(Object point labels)
────────────────────────────────────────
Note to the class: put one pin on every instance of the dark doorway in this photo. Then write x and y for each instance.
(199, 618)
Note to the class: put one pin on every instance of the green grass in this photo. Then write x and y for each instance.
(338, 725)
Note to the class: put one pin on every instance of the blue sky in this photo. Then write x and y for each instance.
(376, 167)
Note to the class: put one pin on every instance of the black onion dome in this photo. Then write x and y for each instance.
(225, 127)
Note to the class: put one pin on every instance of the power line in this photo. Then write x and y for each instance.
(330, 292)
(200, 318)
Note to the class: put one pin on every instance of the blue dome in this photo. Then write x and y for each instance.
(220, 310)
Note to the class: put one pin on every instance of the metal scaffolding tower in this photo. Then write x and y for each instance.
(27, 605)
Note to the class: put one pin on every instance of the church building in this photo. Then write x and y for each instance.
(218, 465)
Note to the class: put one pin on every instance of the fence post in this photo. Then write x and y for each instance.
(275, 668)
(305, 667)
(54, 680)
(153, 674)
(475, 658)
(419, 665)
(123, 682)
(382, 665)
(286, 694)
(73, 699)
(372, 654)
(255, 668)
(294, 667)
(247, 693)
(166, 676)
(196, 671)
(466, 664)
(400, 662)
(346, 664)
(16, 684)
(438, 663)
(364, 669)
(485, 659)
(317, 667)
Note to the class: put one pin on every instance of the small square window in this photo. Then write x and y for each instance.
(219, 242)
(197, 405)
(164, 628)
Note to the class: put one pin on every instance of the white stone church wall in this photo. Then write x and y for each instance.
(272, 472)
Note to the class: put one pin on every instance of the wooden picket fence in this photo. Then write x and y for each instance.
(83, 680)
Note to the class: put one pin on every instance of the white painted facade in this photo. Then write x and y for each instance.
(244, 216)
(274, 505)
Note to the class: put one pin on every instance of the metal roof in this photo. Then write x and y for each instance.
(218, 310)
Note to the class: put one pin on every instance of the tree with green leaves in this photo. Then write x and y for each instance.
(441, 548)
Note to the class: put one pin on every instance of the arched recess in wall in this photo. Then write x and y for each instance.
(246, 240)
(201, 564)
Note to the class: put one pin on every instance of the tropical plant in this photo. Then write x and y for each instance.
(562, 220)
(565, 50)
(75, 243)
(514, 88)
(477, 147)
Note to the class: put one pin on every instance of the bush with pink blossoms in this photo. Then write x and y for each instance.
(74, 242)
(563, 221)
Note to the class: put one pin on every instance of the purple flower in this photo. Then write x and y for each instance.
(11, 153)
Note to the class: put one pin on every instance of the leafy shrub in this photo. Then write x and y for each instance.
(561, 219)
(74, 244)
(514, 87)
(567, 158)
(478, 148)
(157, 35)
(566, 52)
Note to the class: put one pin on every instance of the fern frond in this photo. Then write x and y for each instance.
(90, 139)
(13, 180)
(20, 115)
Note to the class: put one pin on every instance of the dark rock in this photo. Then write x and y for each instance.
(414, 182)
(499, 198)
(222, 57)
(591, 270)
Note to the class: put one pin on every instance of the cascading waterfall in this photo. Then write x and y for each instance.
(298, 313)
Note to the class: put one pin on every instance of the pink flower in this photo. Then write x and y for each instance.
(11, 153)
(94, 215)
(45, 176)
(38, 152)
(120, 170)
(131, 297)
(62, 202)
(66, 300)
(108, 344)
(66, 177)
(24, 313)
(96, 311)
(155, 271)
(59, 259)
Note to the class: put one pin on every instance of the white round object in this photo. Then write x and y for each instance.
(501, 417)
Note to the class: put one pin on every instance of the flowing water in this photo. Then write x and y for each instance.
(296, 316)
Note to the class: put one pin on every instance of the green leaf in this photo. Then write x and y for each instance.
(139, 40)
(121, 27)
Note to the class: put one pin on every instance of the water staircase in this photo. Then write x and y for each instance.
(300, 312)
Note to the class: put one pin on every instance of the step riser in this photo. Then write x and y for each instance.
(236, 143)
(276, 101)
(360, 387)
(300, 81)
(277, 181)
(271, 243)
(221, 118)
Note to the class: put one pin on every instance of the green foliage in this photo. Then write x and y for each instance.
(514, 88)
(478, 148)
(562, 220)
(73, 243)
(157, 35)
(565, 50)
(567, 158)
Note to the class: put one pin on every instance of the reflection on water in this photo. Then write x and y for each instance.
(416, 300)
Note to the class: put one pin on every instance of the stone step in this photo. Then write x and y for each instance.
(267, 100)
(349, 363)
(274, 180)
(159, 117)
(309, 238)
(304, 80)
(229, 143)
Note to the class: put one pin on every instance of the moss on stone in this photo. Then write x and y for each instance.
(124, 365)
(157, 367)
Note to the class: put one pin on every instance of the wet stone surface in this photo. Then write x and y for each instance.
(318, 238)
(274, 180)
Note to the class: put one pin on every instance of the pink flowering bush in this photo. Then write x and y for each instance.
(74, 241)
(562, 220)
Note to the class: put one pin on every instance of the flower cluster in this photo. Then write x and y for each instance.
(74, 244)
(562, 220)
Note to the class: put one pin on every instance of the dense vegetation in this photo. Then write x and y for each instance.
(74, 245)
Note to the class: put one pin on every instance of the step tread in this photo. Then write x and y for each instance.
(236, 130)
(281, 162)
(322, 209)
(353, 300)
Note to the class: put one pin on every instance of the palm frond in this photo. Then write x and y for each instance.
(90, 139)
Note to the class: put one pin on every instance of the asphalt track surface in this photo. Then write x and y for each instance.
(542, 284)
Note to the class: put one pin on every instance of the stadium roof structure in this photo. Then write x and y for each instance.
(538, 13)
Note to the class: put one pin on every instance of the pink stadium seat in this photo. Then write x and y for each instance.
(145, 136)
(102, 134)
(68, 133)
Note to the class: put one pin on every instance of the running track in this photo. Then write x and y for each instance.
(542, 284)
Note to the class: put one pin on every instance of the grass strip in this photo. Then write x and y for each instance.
────────────────────────────────────────
> [The task]:
From the listing above, reproduce all the lines exactly.

> [Final answer]:
Note to the class: put one pin on every instance of the dark doorway in this photo. Then write x and y for each instance.
(199, 618)
Note to the class: put one pin on every instance of the green grass in this photo. Then write x and y for each instance.
(338, 725)
Note to the class: put one pin on every instance of the blue sky in this photo. Then write x and y for each instance.
(376, 167)
Note to the class: put one pin on every instance of the black onion dome in this photo. Then write x and y for each instance.
(225, 127)
Note to the class: put one pin on every instance of the power line in this photo. Then write x and y for each instance.
(330, 292)
(200, 318)
Note to the class: put one pin on every instance of the blue dome in this photo. Then write x and y for each instance.
(220, 310)
Note to the class: put one pin on every instance of the metal scaffolding tower in this photo. Then write x and y for each instance.
(27, 605)
Note to the class: put one pin on every instance of the church building in this photo. Then write x and y for each instance.
(218, 465)
Note to the class: put one pin on every instance of the fence post in this photo. Then write x and y for each instance.
(275, 668)
(305, 667)
(54, 680)
(153, 674)
(475, 658)
(419, 665)
(123, 682)
(382, 665)
(286, 694)
(73, 699)
(372, 654)
(255, 668)
(294, 667)
(247, 693)
(166, 676)
(196, 671)
(466, 664)
(400, 662)
(346, 664)
(16, 684)
(438, 663)
(364, 669)
(485, 659)
(317, 667)
Note to the class: put one pin on every instance of the small square window in this photo. Then write x and y for each instance.
(219, 242)
(197, 405)
(164, 628)
Note to the class: put one pin on every instance of the white stone church wall in this photo. Then write x and y for each instance.
(272, 472)
Note to the class: put one pin on every instance of the wooden picket fence in this photo. Then write x and y for each instance.
(83, 680)
Note to the class: put one pin on every instance of the white painted facade in this photo. Then write x and y for each instance.
(244, 216)
(274, 505)
Note to the class: put one pin on every instance of the metal roof in this photo. Then write x and y for each instance.
(218, 310)
Note to the class: put one pin on every instance of the tree with green leaves in this photo. Then write x and y for each instance.
(441, 548)
Note to the class: put one pin on every instance of the arched recess in wall in this photo. Then write x and y for each instance.
(246, 240)
(201, 564)
Note to the class: put one pin on every instance of the tropical plant in this photo. Then write x and y for each instance.
(562, 220)
(565, 50)
(75, 243)
(514, 88)
(477, 147)
Note to the class: put one pin on every instance of the bush with pink blossoms in this photo. Then write x and y for each instance.
(74, 242)
(563, 221)
Note to the class: put one pin on every instance of the purple flower in this photo. Then write x and y for each instance.
(11, 153)
Note to the class: put one pin on every instance of the leafy shrub in this photo. Then write x and y for each instance.
(561, 219)
(74, 244)
(514, 87)
(567, 158)
(478, 148)
(157, 35)
(566, 52)
Note to the class: put one pin on every instance of the fern frond in this photo. Then write x and y for each instance.
(90, 139)
(13, 180)
(20, 115)
Note to the class: put one pin on every instance of the dark rock in this photo. Then write x and y for each instance.
(414, 182)
(499, 198)
(222, 57)
(591, 270)
Note to the class: put one pin on every instance of the cascading waterfall in this photo. Then write x and y for each instance.
(298, 313)
Note to the class: put one pin on every instance of the pink flower in this photo. Then write x and y for each instance.
(11, 153)
(94, 215)
(45, 176)
(38, 152)
(120, 170)
(131, 297)
(62, 202)
(66, 300)
(108, 344)
(66, 177)
(24, 313)
(96, 311)
(155, 271)
(59, 259)
Note to the class: put one pin on every instance of the white round object in this photo. Then write x and y for each instance.
(501, 417)
Note to the class: put one pin on every instance of the flowing water in this photo. Then write x and y for each instance.
(296, 316)
Note to the class: put one pin on every instance of the green leaf in this photo. Then write x and y for each instance.
(139, 40)
(121, 27)
Note to the class: put one pin on every instance of the water staircase in this photo. Then write x and y for each instance.
(300, 312)
Note to the class: put one pin on every instance of the step riser in this photo. Then write x and y for each instance.
(236, 143)
(276, 101)
(360, 387)
(300, 81)
(277, 181)
(271, 243)
(221, 118)
Note to the class: put one pin on every instance of the green foliage in this photo. Then write x and y for each instance.
(514, 88)
(478, 148)
(562, 220)
(73, 243)
(157, 35)
(565, 50)
(567, 158)
Note to the class: put one pin on every instance of the reflection on water in this photo. Then write x and y for each instance.
(416, 300)
Note to the class: put one pin on every instance of the stone step in this photo. Then write x and y for each instance.
(267, 100)
(349, 363)
(274, 180)
(159, 117)
(309, 238)
(304, 80)
(229, 143)
Note to the class: put one pin on every instance of the moss on stone in this photo. Then write x and y for each instance.
(124, 365)
(157, 367)
Note to the class: put one pin on every instance of the wet stone surface in this photo. Then write x and y for each instance.
(318, 238)
(274, 180)
Note to the class: put one pin on every instance of the pink flowering bush in this photo. Then write x and y for each instance.
(74, 241)
(562, 220)
Note to the class: put one pin on every instance of the flower cluster in this photo. Then write x and y for each instance.
(74, 244)
(562, 220)
Note to the class: put one pin on every instance of the dense vegetation in this photo. Then write x and y for each instance.
(74, 245)
Note to the class: put one pin on every instance of the step tread in this photo. Then write x and y for each instance.
(236, 130)
(281, 162)
(322, 209)
(353, 300)
Note to the class: put one pin on every instance of the palm frond in this photo. Then write x and y for each instance.
(90, 139)
Note to the class: put one pin on every instance of the asphalt track surface in this photo. Then write x and y for each instance.
(542, 284)
Note to the class: put one pin on every instance of the stadium roof structure in this photo. Then write x and y for each instance.
(538, 13)
Note to the class: put one pin on every instance of the pink stadium seat in this photo. Then write x and y for each instance.
(145, 136)
(102, 134)
(68, 133)
Note to the class: put one pin on every instance of the running track in this photo. Then write x and y for each instance.
(542, 284)
Note to the class: put one pin on every instance of the grass strip in this photo. Then write x and y for each instance.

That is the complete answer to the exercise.